● Stated task A: Return the National League predictions text word for word.

● Excerpt:
-- START --
My 2012 Regular Season Predictions-National League

In the second part of my 2012 regular season predictions, I will tackle the National League. This time I am predicting teams I am much more familiar with. The Senior circuit is much more competitive and therefore a bit tougher to predict, I think so at least. Two of the three divisions are wide open with no clear cut favorite, or dominating club. Once again this is where I think the team’s will finish. How they will actually finish remains to be seen. The only projections I am using are the ones that are created within my own mind. So, without further adieu, let us see how I think the National League shakes down this year…..
-- END --
● Material for this task:
-- START --
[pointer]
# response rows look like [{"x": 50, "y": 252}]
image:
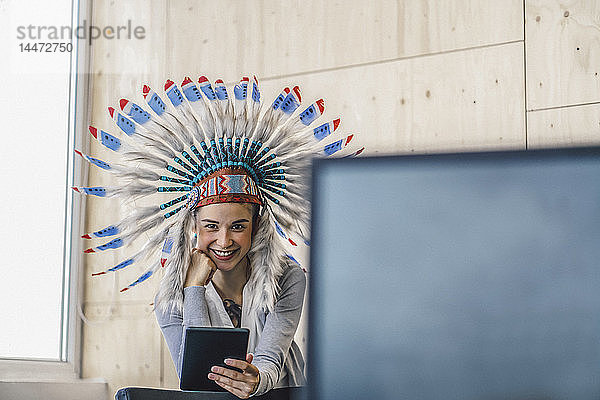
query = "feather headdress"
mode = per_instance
[{"x": 206, "y": 147}]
-- END --
● Stated task B: Edit the records above, changing "feather headdress" to "beaded necklace" and leaving every other line untouched. Omit the pictures from your answer.

● Full solution A:
My 2012 Regular Season Predictions-National League

In the second part of my 2012 regular season predictions, I will tackle the National League. This time I am predicting teams I am much more familiar with. The Senior circuit is much more competitive and therefore a bit tougher to predict, I think so at least. Two of the three divisions are wide open with no clear cut favorite, or dominating club. Once again this is where I think the team’s will finish. How they will actually finish remains to be seen. The only projections I am using are the ones that are created within my own mind. So, without further adieu, let us see how I think the National League shakes down this year…..

● Full solution B:
[pointer]
# response rows look like [{"x": 50, "y": 252}]
image:
query = "beaded necklace"
mode = per_instance
[{"x": 206, "y": 147}]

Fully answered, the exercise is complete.